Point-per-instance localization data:
#####

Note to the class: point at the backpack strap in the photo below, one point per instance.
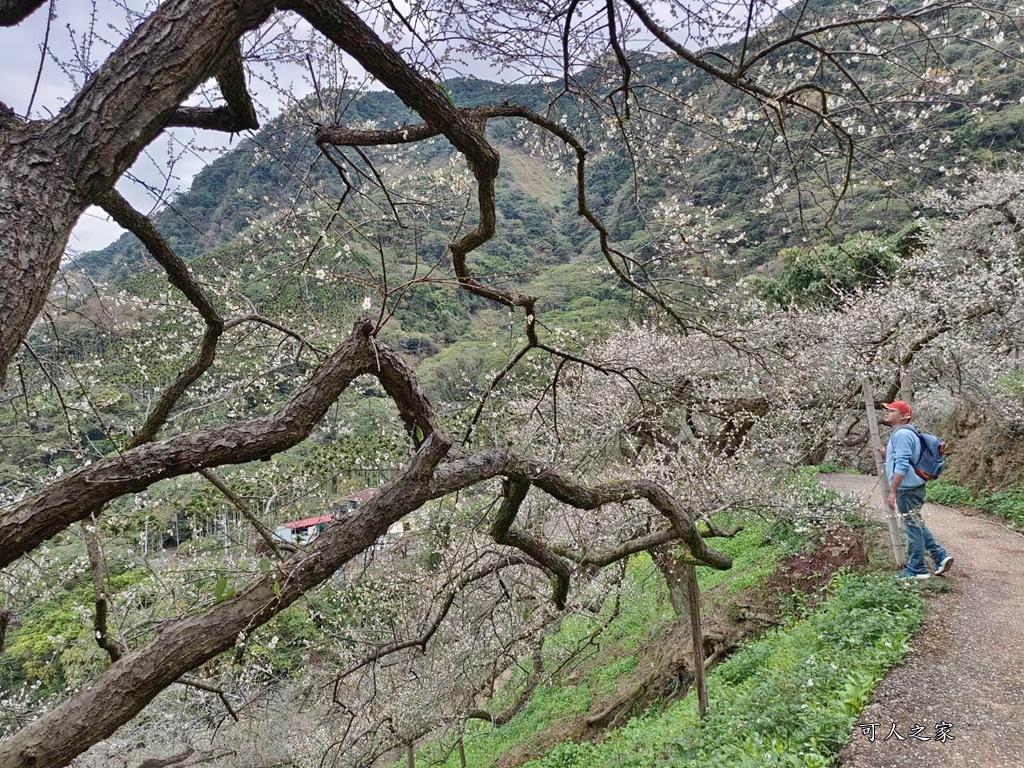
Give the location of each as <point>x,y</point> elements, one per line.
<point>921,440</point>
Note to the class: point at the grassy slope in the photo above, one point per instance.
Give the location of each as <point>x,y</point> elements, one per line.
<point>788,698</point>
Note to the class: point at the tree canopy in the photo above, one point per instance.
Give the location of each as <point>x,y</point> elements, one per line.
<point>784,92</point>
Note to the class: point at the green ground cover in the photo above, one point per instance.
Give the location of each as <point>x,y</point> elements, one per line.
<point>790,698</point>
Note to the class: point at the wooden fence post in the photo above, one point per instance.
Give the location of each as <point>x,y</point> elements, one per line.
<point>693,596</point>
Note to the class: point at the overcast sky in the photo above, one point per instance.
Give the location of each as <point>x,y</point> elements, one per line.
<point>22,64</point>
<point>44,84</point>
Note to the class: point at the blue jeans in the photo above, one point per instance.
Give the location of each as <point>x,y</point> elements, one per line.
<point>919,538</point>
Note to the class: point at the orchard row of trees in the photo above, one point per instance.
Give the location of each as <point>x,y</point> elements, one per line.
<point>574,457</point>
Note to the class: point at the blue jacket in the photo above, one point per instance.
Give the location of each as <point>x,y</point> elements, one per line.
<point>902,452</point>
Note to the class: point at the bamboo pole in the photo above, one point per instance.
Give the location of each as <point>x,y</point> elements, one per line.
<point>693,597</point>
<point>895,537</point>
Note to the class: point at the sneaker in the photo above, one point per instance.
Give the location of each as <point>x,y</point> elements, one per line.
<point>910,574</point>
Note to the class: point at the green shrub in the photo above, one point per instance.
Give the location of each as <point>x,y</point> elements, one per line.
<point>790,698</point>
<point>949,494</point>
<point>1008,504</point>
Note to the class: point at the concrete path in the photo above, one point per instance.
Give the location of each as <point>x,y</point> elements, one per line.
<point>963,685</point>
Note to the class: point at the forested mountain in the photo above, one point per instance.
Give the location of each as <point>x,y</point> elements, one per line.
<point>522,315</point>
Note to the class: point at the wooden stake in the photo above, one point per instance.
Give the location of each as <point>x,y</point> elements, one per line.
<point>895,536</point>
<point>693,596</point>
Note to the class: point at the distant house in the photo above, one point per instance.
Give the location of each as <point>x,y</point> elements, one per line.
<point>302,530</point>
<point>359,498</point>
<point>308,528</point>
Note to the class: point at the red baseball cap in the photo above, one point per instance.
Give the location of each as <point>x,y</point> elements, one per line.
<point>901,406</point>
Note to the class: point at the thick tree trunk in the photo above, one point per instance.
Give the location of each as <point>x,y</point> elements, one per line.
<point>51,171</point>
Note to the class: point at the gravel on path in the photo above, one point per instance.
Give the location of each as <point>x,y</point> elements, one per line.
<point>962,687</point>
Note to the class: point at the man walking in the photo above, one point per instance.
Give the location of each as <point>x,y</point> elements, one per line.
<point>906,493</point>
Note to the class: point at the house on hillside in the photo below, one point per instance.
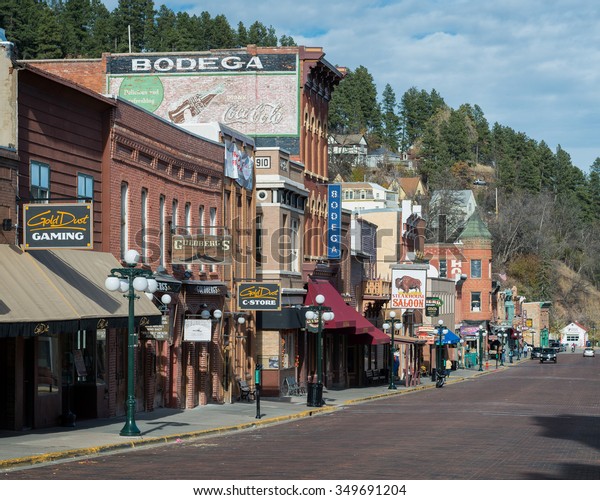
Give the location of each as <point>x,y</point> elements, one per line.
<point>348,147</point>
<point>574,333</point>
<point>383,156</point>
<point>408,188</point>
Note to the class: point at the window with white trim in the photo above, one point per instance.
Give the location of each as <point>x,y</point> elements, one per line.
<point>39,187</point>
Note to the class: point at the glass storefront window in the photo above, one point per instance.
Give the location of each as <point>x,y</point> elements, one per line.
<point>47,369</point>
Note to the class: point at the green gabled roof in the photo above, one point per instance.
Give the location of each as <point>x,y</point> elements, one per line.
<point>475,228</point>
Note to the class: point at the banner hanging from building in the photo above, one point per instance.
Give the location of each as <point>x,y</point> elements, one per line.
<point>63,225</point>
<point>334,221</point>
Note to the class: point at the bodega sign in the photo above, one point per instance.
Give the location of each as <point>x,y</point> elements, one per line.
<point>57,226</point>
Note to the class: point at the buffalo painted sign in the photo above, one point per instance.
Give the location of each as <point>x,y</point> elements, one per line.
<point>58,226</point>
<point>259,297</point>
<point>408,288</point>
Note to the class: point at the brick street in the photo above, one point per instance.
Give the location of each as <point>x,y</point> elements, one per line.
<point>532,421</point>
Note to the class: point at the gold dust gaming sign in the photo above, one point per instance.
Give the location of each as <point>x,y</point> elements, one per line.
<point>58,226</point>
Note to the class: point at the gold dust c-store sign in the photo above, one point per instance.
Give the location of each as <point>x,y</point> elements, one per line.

#####

* **Assignment**:
Each line above that contains "path" must be copied out.

* **Exercise output**:
Note to the class: point at the concrete path in the photo above, one point per instance.
Note to the class: point at the gravel on path in the photo above, one point per instance.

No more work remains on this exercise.